Exercise description ::
Can you rewrite everything from the line containing "blue umbrella, the" down to the line containing "[[935, 268], [1029, 260]]", both ends included, with the requests left as they are and each point coordinate in the answers multiplied by 1.85 and rounded to a whole number, halves going up? Return only those lines.

(begin)

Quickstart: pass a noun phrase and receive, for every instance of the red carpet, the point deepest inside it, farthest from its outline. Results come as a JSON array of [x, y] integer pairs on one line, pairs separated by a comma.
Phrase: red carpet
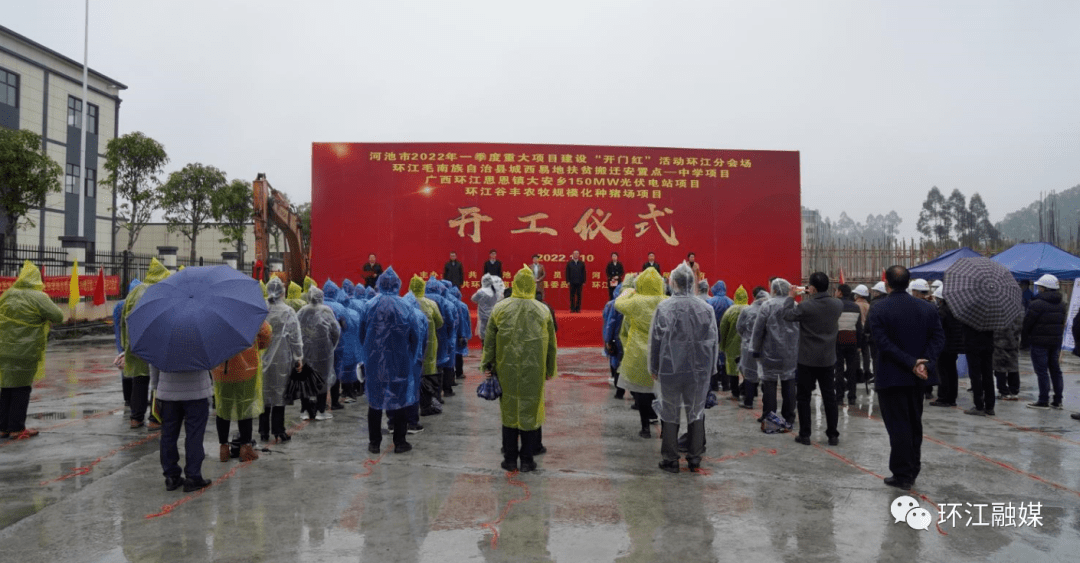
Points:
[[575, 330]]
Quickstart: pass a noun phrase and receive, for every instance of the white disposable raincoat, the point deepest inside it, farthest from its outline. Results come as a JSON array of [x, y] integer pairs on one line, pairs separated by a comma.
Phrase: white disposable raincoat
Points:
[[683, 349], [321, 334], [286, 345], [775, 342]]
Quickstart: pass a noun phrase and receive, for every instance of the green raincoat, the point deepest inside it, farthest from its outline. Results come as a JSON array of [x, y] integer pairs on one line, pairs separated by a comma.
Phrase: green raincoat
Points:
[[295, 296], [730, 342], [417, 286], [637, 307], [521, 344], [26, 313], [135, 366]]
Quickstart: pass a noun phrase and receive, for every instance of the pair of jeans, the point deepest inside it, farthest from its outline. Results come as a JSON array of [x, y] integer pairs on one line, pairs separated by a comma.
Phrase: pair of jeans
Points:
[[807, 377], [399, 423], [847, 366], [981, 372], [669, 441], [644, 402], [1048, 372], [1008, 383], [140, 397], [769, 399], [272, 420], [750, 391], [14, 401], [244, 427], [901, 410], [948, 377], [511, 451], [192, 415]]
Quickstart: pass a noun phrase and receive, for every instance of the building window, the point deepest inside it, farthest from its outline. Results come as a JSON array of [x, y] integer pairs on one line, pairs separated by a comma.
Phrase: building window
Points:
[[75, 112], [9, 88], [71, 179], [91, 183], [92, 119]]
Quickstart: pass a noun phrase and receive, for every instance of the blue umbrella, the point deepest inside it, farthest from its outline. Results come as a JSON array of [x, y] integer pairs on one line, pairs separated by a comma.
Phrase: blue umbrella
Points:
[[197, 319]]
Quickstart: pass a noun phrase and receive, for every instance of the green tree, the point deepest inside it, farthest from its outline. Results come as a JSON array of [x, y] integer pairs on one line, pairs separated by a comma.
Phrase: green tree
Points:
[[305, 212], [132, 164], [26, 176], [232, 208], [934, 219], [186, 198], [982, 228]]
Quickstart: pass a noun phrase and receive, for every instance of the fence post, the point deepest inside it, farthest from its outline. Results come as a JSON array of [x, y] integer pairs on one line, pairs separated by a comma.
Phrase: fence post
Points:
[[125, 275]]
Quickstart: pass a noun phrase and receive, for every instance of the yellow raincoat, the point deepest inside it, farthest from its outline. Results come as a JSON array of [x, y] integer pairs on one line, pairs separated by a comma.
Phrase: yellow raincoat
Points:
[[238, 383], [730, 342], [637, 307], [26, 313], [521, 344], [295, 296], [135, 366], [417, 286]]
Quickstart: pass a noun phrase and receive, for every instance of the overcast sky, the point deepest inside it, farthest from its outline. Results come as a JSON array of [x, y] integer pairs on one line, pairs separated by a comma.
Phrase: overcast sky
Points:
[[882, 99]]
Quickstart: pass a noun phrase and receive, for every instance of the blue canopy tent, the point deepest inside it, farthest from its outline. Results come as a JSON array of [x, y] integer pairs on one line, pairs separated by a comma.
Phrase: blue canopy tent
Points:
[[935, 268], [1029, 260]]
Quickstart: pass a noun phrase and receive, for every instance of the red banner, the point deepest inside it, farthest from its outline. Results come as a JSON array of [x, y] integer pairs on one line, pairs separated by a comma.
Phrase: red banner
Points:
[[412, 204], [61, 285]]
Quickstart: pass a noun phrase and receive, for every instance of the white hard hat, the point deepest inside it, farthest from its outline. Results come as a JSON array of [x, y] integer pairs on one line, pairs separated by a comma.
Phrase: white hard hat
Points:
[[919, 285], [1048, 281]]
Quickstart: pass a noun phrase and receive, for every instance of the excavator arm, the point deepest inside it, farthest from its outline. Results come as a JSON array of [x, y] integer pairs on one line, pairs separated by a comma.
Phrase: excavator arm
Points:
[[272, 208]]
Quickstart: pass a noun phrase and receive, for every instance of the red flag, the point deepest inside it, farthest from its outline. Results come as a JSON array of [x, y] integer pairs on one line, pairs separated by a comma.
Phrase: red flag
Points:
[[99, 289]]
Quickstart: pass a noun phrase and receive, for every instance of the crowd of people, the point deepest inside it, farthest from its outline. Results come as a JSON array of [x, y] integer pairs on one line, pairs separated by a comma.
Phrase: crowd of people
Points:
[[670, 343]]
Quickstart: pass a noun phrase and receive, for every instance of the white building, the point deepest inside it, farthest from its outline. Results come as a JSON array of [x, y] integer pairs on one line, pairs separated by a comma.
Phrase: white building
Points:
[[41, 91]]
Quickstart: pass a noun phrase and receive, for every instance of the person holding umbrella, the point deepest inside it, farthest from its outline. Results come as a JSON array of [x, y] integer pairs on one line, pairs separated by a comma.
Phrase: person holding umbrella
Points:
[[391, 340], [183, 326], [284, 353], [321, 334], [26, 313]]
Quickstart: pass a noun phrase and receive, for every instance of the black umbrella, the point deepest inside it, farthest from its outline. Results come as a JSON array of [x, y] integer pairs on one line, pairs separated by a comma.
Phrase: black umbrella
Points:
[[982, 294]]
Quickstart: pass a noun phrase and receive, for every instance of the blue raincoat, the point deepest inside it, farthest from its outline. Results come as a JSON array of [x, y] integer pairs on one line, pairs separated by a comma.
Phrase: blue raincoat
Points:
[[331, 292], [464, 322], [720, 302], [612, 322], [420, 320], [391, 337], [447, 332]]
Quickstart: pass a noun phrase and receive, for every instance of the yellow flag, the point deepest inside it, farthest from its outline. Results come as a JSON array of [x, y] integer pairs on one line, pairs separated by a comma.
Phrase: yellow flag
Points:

(end)

Solution ::
Quickstart: pass a noun phrase and receive, for every instance of the blue umbrella, the point deepest inside it, farthest from its outline. Results come as a JSON array of [x, y] integer pairs on one line, pairs separated by a comma.
Phrase: blue umbrella
Points:
[[364, 590]]
Quickstart: pass a noun phrase and receive, for every instance of the green tree, the point deepest inside it, farthest from its outline. Results come as a JSON array of [x, y] integer pairs on one line, pairs separated by a comma.
Phrase: green tree
Points:
[[564, 392], [244, 303], [48, 326], [429, 385], [1728, 405], [344, 366], [1817, 422]]
Quickstart: pass a noun phrase and receive, for every instance of the fence post, the point deepest inside it, farthest from its outline. Results come as a JSON array of [x, y] integer pairs on one line, pairs separated by a comma.
Phrase: fence post
Points:
[[231, 509]]
Quickstart: pass a noun phrase and receive, for every instance of the yellow raincoat, the point deepest inside it, farthest from its outline. Results come as a JSON array of [x, y] integer pairs on one line, pairs separated by a comma.
Phrase: yellow raincoat
Points:
[[440, 709], [1351, 633], [1178, 568], [48, 579], [964, 636], [546, 548], [250, 677], [771, 529]]
Quickstart: pass a noun phrase and receive, for every instance of the overcast sky, the point deepest inside it, farthest from its outline. Results come as a JSON array of [x, y] integer pairs on one line, pairs separated by a comma.
Phrase: overcast sky
Points:
[[1632, 183]]
Quickstart: pass a noun phrase and receive, for every instance of the blue canopy tent, the point deepest inside it, farthest from its outline. Results come as a JSON array of [x, y] integer pairs on one line, pairs separated by a comma.
Phrase: blue canopy tent
Points:
[[1730, 496], [1904, 481]]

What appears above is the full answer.